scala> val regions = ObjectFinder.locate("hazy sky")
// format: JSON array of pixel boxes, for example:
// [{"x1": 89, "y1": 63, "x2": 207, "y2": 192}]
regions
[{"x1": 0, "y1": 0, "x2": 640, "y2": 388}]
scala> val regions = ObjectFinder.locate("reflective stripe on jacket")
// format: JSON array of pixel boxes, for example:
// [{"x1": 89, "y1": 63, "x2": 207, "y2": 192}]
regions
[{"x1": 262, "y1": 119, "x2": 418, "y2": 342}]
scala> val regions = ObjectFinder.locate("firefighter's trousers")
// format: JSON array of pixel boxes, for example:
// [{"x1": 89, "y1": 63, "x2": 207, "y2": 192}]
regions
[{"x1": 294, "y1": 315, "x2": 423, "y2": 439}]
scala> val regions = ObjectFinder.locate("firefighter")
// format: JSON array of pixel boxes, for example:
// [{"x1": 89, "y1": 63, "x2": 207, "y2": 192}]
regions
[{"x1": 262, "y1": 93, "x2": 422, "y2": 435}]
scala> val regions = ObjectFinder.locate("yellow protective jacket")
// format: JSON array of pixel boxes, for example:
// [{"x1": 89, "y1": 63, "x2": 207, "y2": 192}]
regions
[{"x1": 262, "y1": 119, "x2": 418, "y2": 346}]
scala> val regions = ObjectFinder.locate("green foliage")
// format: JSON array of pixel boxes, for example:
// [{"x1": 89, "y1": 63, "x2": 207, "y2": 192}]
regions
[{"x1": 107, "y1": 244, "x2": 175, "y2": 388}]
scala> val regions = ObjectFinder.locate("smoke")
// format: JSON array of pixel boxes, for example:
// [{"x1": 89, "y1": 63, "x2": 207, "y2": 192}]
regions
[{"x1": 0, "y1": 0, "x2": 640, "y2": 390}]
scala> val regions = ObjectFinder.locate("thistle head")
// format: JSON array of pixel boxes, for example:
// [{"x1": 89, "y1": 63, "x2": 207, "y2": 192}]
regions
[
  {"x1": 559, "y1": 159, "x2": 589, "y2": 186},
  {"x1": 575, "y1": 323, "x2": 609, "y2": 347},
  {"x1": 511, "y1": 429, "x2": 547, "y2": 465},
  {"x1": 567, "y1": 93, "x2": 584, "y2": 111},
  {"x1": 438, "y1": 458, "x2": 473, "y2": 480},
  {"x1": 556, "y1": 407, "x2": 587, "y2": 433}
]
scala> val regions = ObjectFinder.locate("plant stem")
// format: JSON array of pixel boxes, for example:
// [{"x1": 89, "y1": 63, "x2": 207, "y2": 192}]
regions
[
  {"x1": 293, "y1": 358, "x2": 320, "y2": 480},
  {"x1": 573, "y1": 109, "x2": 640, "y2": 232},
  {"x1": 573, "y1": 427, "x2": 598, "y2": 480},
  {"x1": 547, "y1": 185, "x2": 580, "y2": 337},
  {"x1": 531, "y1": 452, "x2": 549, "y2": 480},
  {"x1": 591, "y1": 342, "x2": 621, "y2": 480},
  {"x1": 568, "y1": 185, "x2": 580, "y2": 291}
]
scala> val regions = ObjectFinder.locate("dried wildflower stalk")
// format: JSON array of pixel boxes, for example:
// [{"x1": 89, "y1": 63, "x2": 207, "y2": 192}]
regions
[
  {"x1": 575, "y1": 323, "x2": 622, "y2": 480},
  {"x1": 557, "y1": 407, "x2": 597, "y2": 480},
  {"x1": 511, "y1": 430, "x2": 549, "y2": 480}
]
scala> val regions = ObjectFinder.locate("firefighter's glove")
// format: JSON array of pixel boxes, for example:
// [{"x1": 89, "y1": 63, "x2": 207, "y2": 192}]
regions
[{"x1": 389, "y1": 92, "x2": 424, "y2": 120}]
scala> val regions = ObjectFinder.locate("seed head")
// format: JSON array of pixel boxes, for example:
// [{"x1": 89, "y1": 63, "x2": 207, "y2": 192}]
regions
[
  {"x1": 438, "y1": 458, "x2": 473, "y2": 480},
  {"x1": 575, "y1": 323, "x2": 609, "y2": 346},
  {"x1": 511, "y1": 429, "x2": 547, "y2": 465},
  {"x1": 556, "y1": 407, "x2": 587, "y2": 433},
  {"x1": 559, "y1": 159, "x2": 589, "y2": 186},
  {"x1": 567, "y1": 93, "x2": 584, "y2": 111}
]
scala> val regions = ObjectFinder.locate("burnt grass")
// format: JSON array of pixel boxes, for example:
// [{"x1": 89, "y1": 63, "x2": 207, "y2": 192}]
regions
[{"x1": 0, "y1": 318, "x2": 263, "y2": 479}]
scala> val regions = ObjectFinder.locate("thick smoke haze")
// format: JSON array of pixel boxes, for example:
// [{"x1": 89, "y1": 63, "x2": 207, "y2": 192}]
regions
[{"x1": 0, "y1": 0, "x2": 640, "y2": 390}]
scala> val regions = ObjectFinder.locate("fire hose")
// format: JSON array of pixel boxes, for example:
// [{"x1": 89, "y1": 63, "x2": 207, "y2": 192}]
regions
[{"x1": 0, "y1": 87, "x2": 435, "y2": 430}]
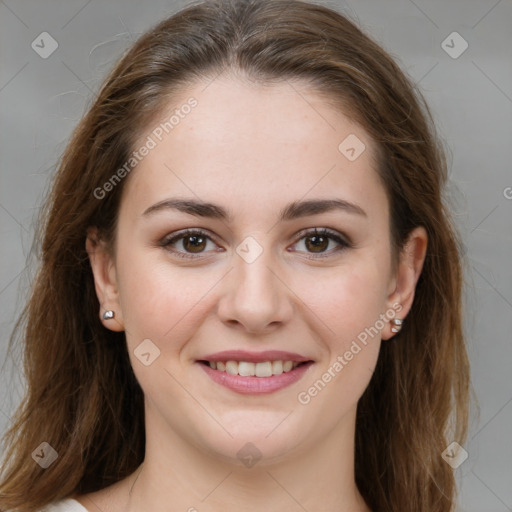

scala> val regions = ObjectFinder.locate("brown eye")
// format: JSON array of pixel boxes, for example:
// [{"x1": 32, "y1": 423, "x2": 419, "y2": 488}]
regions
[
  {"x1": 182, "y1": 235, "x2": 206, "y2": 253},
  {"x1": 295, "y1": 228, "x2": 352, "y2": 259},
  {"x1": 305, "y1": 235, "x2": 329, "y2": 252},
  {"x1": 160, "y1": 230, "x2": 216, "y2": 258}
]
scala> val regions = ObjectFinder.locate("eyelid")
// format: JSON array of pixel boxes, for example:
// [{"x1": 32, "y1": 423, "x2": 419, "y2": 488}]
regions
[{"x1": 158, "y1": 227, "x2": 353, "y2": 260}]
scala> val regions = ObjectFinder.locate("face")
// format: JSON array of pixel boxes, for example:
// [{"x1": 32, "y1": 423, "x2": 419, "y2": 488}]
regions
[{"x1": 89, "y1": 76, "x2": 424, "y2": 468}]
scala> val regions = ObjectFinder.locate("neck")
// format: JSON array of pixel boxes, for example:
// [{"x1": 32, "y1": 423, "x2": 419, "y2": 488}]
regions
[{"x1": 119, "y1": 409, "x2": 369, "y2": 512}]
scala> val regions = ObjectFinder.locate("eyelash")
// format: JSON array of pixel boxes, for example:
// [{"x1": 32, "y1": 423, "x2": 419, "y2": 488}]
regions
[{"x1": 159, "y1": 228, "x2": 352, "y2": 260}]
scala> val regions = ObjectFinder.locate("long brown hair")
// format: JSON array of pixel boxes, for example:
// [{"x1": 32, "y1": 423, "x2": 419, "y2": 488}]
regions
[{"x1": 0, "y1": 0, "x2": 469, "y2": 512}]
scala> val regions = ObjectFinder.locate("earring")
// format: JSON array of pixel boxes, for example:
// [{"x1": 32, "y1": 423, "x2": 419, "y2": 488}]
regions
[{"x1": 391, "y1": 318, "x2": 404, "y2": 332}]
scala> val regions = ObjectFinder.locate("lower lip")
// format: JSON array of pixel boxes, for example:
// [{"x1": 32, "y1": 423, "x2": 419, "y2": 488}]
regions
[{"x1": 197, "y1": 362, "x2": 313, "y2": 395}]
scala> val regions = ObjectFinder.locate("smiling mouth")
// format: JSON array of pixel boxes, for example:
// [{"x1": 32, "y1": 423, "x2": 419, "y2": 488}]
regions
[{"x1": 199, "y1": 361, "x2": 313, "y2": 377}]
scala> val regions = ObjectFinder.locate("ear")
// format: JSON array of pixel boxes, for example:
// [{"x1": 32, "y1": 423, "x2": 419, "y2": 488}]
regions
[
  {"x1": 85, "y1": 227, "x2": 124, "y2": 332},
  {"x1": 382, "y1": 226, "x2": 428, "y2": 340}
]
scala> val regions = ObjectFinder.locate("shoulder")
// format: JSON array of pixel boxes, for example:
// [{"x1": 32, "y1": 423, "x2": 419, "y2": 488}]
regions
[{"x1": 38, "y1": 498, "x2": 87, "y2": 512}]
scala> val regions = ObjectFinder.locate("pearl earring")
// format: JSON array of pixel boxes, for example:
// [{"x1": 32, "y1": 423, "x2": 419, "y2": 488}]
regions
[{"x1": 391, "y1": 318, "x2": 404, "y2": 332}]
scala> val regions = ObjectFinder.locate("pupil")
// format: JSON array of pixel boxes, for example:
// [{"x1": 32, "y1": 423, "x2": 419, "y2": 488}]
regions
[
  {"x1": 184, "y1": 235, "x2": 204, "y2": 252},
  {"x1": 306, "y1": 236, "x2": 329, "y2": 252}
]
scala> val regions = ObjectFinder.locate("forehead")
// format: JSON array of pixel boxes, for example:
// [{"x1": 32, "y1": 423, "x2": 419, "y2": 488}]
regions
[{"x1": 121, "y1": 76, "x2": 384, "y2": 220}]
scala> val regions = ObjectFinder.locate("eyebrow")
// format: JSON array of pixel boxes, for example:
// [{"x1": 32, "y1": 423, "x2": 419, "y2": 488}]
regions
[{"x1": 142, "y1": 198, "x2": 367, "y2": 222}]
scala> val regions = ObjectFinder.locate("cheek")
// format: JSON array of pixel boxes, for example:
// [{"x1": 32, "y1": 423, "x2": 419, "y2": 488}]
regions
[{"x1": 118, "y1": 250, "x2": 210, "y2": 349}]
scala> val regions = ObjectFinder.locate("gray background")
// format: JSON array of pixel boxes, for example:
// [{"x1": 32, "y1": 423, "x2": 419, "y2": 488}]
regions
[{"x1": 0, "y1": 0, "x2": 512, "y2": 512}]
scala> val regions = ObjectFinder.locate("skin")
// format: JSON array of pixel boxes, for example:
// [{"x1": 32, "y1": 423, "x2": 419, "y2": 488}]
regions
[{"x1": 75, "y1": 75, "x2": 427, "y2": 512}]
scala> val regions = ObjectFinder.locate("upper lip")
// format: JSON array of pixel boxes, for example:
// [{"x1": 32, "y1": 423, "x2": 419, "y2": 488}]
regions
[{"x1": 198, "y1": 350, "x2": 311, "y2": 363}]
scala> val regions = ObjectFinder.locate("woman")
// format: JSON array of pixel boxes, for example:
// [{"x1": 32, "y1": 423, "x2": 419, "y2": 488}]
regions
[{"x1": 0, "y1": 0, "x2": 469, "y2": 512}]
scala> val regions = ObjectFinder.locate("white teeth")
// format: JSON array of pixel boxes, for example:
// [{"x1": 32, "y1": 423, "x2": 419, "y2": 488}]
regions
[
  {"x1": 238, "y1": 361, "x2": 256, "y2": 377},
  {"x1": 272, "y1": 361, "x2": 283, "y2": 375},
  {"x1": 283, "y1": 361, "x2": 293, "y2": 372},
  {"x1": 204, "y1": 361, "x2": 300, "y2": 377},
  {"x1": 255, "y1": 361, "x2": 272, "y2": 377},
  {"x1": 226, "y1": 361, "x2": 238, "y2": 375}
]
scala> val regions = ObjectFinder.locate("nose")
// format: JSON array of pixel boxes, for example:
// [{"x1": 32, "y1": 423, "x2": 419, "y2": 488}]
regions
[{"x1": 217, "y1": 251, "x2": 294, "y2": 334}]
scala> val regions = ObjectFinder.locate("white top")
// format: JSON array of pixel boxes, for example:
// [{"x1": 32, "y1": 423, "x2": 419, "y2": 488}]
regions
[{"x1": 39, "y1": 498, "x2": 87, "y2": 512}]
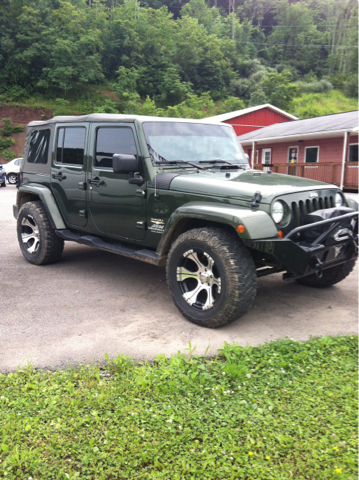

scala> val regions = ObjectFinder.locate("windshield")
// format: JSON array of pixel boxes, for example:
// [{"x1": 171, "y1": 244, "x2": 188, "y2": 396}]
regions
[{"x1": 143, "y1": 122, "x2": 248, "y2": 165}]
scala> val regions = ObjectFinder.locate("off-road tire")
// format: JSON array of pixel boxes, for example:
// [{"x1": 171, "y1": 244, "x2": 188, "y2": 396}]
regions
[
  {"x1": 17, "y1": 201, "x2": 64, "y2": 265},
  {"x1": 7, "y1": 173, "x2": 17, "y2": 185},
  {"x1": 296, "y1": 258, "x2": 356, "y2": 288},
  {"x1": 167, "y1": 227, "x2": 257, "y2": 328}
]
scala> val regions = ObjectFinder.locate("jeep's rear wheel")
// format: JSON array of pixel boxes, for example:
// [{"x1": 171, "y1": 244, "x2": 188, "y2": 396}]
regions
[
  {"x1": 7, "y1": 173, "x2": 17, "y2": 185},
  {"x1": 167, "y1": 228, "x2": 257, "y2": 328},
  {"x1": 17, "y1": 201, "x2": 64, "y2": 265},
  {"x1": 296, "y1": 259, "x2": 356, "y2": 288}
]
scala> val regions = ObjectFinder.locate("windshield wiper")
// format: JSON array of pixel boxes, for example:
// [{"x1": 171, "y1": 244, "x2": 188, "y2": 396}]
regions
[
  {"x1": 198, "y1": 159, "x2": 232, "y2": 165},
  {"x1": 156, "y1": 160, "x2": 204, "y2": 170},
  {"x1": 198, "y1": 160, "x2": 247, "y2": 170}
]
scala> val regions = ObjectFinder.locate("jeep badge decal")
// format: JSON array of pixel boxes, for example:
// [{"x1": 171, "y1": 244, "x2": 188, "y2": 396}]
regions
[{"x1": 148, "y1": 218, "x2": 165, "y2": 234}]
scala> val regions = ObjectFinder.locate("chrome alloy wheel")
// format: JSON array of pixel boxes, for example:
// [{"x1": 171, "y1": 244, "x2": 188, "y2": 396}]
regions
[
  {"x1": 21, "y1": 215, "x2": 40, "y2": 254},
  {"x1": 177, "y1": 250, "x2": 221, "y2": 310}
]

(THE REQUEST): Report only the count of lines above that contain the string "jeep".

(RESPONSE FOR THIS EXERCISE): 2